Consignes:
(a) D'après le compte rendu de concert, qui joue de la flûte traversière pendant Sun Kissed Child ?
(b) Recopiez, s'il vous plaît, le passage du compte rendu de concert qui va de « Suivit la plus » jusqu'à « ses stridentes envolées. ».

Texte fourni:
Suivit la plus coulante Street Fighter Mas (de Heaven and Earth), la mélodie originale propulsée sur disque par un puissant choeur, . Prenant la parole, Kamasi Washington a alors présenté la récente Sun Kissed Child (2021) composée pour son jeune enfant, version augmentée par une succession de solos bien dégorgés, à commencer par celui du contrebassiste Miles Mosley (qui avait écrit sur son instrument « LIBERATE WOMEN » près du manche), suivi de celui de papa Rickey Washington à la flûte traversière, fiston bouclant l’affaire en perçant le groove de ses stridentes envolées.
C’était rugueux, free jazz brut dans l’esprit du Pharoah Sanders des grands albums pour Impulse !, assaisonné de funk. Un maximaliste, Kamasi Washington, qui en demande autant de ses collègues sur scène, Ryan Porter au trombone, ce diable de Cameron Graves maltraitant les ivoires au piano et les batteurs Antonio Austin et Michael Mitchell. Du gros son lourd laissant peu de place à la nuance, se concluant par l’épique Fists of Fury.

Lignes fournies:
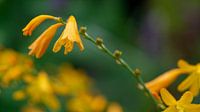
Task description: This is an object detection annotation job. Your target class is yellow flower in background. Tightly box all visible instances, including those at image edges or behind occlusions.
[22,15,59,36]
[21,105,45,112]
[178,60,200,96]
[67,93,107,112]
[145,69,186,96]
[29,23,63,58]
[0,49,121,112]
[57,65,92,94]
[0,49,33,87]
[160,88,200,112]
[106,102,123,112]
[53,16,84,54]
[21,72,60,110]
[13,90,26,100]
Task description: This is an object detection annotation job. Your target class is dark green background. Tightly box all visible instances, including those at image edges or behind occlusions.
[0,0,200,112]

==

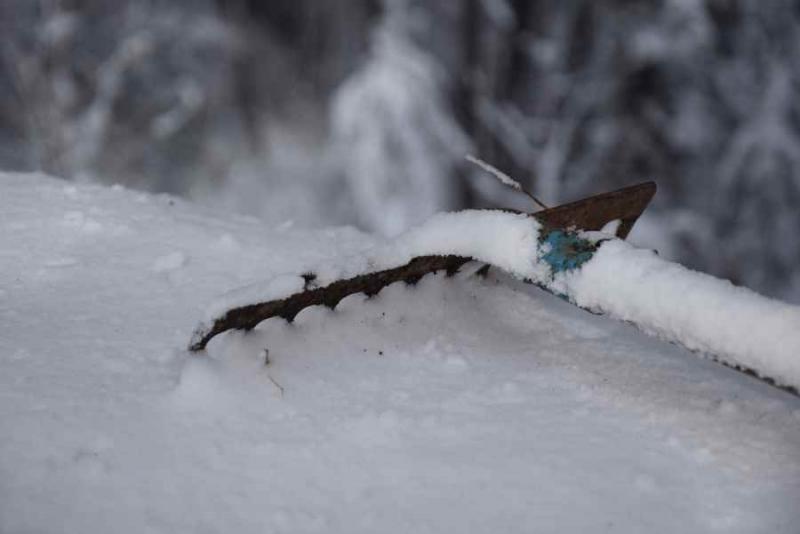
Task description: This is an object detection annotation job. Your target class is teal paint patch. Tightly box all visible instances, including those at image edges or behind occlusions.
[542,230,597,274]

Résultats attendus:
(a) Rickey Washington

(b)
Suivit la plus coulante Street Fighter Mas (de Heaven and Earth), la mélodie originale propulsée sur disque par un puissant choeur, . Prenant la parole, Kamasi Washington a alors présenté la récente Sun Kissed Child (2021) composée pour son jeune enfant, version augmentée par une succession de solos bien dégorgés, à commencer par celui du contrebassiste Miles Mosley (qui avait écrit sur son instrument « LIBERATE WOMEN » près du manche), suivi de celui de papa Rickey Washington à la flûte traversière, fiston bouclant l’affaire en perçant le groove de ses stridentes envolées.